> _ПОСТАНОВКА ЗАДАЧИ A_: Выберите из записей все строки, содержащие слово «polo», и выпишите их полностью.

-------- ФРАГМЕНТ ТЕКСТА

Мы стоим на пригорке над штольней и молчим. В городе все еще что-то горит. Над фронтом, за Северной бухтой, расплывчатое зарево от орудийных выстрелов и разрывов снарядов: с обеих сторон ведется методический огонь. Слышно, как от мыса Херсонес прошли на небольшой высоте к переднему краю наши самолеты - одна группа, другая…
Глядя на отсветы приутихшего к ночи боя, я продолжаю видеть перед собой оставленную на столе карту. Там обозначился на северном направлении пока еще неширокий, но опасный вражеский клин.
- Опять станция Мекензиевы Горы… - говорю я, забыв, что Чухнова не было с нами в декабре, когда это ничем не примечательное место - низинка с поселком у железнодорожного туннеля и невысокими холмами вокруг - уже становилось самым тревожным участком.
Но Ивану Филипповичу давно известно то, что происходило под Севастополем без него.
- Да, опять жарче всего там, - откликается он. - Как у Малахова кургана в первую оборону…
К станции Мекензиевы Горы, на рубеж, памятный ветеранам по декабрю, снова выдвигается 345-я дивизия Гузя - основной армейский резерв. Завтра она вступит там в бой.
Но этого может оказаться недостаточно, чтобы восстановить положение, ликвидировать клин. А перебросить туда 9-ю бригаду морпехоты, которая пока прикрывает береговую черту, вице-адмирал Октябрьский не разрешил: опасается десанта.
- Эх, я бы все-таки рискнул снять морскую бригаду с побережья! вырывается у Чухнова. Чувствуется, он все еще переживает совещание на флагманском КП, где поднимался, как я знаю, этот вопрос. И выходит, мы думали сейчас об одном и том же. Однако вдаваться в это не время, и Иван Филиппович решительно заканчивает наш недолгий разговор: - Ну, перекур окончен? Тогда пошли, пора!
…Первые двое суток июньского сражения за Севастополь были так насыщены событиями, вместили столько грозного и героического, что обо всем мне, конечно, не рассказать. Возвращаясь к утру 7-го (понимаю, что читатель этого ждет), постараюсь дать представление хотя бы о главном.
С артиллерийской контрподготовкой мы не просчитались. Немцы действительно назначили свою на три ноль-ноль, и наш удар, начатый на пять минут раньше, сказался сразу же: огонь противника сперва был каким-то беспорядочным, местами просто слабым.
Наша контрподготовка длилась двадцать минут. Большего расхода снарядов мы не могли себе позволить и потому не рассчитывали подавить особенно много неприятельских батарей. Однако некоторые молчали - на какое-то время, как видно, нарушилось управление огнем.
Только к четырем утра вражеская артподготовка набрала силу. К ней прибавилась яростная бомбежка с воздуха. Над рубежами обороны кружило одновременно по двести и более самолетов, на смену отбомбившимся прилетали новые. "Передний край не просматривается из-за дыма и пыли", - докладывали с дивизионных НП. Наступивший рассвет угас, черный дым заслонил взошедшее солнце.

----------------
-------- ФРАГМЕНТЫ ДАННЫХ

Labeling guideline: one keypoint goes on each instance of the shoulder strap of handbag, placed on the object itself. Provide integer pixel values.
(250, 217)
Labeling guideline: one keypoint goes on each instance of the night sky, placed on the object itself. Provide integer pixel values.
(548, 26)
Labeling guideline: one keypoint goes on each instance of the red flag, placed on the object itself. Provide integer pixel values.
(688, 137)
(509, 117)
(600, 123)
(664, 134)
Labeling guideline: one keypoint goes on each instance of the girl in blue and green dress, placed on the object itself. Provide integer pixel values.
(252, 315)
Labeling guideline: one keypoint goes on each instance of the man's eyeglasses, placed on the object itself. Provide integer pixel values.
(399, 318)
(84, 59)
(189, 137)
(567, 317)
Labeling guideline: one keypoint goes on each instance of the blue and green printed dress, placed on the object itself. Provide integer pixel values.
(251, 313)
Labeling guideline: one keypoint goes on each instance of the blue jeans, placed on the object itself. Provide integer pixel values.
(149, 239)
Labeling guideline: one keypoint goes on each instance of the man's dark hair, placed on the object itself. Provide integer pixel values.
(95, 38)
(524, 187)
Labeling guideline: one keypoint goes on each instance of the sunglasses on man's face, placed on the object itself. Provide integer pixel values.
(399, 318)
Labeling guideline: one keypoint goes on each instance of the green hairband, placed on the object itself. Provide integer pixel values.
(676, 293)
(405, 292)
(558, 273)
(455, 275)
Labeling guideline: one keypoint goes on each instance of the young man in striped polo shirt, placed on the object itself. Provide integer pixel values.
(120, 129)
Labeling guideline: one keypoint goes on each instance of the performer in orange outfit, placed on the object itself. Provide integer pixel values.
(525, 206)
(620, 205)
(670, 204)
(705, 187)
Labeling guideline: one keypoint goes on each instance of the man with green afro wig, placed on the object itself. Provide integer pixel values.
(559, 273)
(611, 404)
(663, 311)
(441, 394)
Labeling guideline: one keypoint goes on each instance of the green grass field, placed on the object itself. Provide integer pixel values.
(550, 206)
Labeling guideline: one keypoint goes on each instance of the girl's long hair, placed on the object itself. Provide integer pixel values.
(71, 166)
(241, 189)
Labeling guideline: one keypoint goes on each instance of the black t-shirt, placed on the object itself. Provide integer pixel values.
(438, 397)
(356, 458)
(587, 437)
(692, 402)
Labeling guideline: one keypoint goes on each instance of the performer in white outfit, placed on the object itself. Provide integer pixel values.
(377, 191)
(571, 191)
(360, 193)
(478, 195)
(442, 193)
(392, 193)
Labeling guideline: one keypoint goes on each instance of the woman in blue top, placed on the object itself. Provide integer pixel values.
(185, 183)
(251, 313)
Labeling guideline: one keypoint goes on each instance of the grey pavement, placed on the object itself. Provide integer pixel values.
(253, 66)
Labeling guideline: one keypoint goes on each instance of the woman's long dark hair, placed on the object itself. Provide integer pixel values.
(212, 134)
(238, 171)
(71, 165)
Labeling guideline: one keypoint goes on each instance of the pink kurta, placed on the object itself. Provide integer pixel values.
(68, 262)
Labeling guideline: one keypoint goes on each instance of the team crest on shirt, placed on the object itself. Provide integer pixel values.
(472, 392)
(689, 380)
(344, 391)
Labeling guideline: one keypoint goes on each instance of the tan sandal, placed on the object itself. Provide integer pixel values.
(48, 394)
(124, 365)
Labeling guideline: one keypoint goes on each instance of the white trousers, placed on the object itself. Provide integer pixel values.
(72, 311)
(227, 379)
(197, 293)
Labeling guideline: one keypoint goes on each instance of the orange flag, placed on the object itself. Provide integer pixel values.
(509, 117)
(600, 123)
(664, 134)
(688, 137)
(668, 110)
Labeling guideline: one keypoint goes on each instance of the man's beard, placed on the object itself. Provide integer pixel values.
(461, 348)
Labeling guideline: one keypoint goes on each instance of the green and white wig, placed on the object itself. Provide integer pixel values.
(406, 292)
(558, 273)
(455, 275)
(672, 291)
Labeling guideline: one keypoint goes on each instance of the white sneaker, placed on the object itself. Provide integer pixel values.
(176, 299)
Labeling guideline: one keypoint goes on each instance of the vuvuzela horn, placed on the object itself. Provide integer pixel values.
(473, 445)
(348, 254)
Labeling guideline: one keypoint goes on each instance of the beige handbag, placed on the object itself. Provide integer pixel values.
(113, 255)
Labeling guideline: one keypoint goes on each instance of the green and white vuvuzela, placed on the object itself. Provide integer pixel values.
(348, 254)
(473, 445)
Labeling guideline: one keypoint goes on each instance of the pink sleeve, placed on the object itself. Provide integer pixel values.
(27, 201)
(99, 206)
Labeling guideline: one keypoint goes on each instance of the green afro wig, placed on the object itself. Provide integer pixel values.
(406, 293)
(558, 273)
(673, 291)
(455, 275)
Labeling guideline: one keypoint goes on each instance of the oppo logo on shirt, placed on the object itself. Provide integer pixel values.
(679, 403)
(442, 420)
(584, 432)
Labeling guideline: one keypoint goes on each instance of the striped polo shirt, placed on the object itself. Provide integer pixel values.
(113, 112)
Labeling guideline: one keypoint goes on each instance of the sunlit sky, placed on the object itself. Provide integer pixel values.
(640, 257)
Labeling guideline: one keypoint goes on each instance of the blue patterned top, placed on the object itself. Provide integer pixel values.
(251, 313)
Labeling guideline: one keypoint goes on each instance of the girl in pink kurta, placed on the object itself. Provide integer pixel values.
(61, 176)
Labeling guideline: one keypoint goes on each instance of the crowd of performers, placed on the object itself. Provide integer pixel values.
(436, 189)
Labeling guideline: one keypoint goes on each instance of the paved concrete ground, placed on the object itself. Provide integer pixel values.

----------------

> _ПОСТАНОВКА ЗАДАЧИ B_: Подхватите рассказ об июньских боях за Севастополь и продолжите его с последнего приведенного предложения.

> _РЕЗУЛЬТАТ ВЫПОЛНЕНИЯ A_:
Labeling guideline: one keypoint goes on each instance of the young man in striped polo shirt, placed on the object itself. Provide integer pixel values.
Labeling guideline: one keypoint goes on each instance of the striped polo shirt, placed on the object itself. Provide integer pixel values.

> _РЕЗУЛЬТАТ ВЫПОЛНЕНИЯ B_:
В такой обстановке враг двинул в атаку пехоту и танки. Там, где можно было это разглядеть, увидели цепи фашистских солдат, поднявшихся во весь рост. После той обработки, какой подверглись наши позиции в этот день и за пять предшествовавших, гитлеровцы, должно быть, считали, что если там и остался кто живой, то серьезного сопротивления быть уже не может.
"Пехота противника при поддержке танков и большого количества авиации перешла в наступление по всему фронту обороны…" Так зафиксировали штабные документы начало штурма по первым донесениям из войск. Но атаки атакам рознь. Прошло еще некоторое время, пока окончательно определилось, где главная опасность, главный удар.
Он, как и ожидалось, наносился за Северной бухтой, от Бельбека и Камышлы. Наступление там началось позже, чем на других направлениях, и это надо отнести за счет нашей контрподготовки: из показаний пленных выяснилось, что в первом эшелоне противнику пришлось заменить до шести батальонов, понесших большие потери еще на исходном рубеже. Однако задержался лишь первый натиск врага. Затем на пятикилометровом участке фронта вступили в бой части трех немецких пехотных дивизий и около ста танков. Удар этого кулака, предназначенный пробить в нашей обороне брешь, проложить армии Манштейна дорогу к Северной бухте, приняли на себя дивизия Ласкина и бригада Потапова.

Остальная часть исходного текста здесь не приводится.